▸ Detalles del ejercicio: Selecciona y copia cada línea del material que contenga la palabra "ymax".

======== Datos del ejercicio ========

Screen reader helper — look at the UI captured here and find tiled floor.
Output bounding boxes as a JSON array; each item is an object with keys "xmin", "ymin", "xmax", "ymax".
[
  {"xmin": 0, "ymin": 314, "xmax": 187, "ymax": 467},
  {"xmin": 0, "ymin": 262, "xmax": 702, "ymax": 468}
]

========

▸ Respuesta final:
Output bounding boxes as a JSON array; each item is an object with keys "xmin", "ymin", "xmax", "ymax".
  {"xmin": 0, "ymin": 314, "xmax": 187, "ymax": 467},
  {"xmin": 0, "ymin": 262, "xmax": 702, "ymax": 468}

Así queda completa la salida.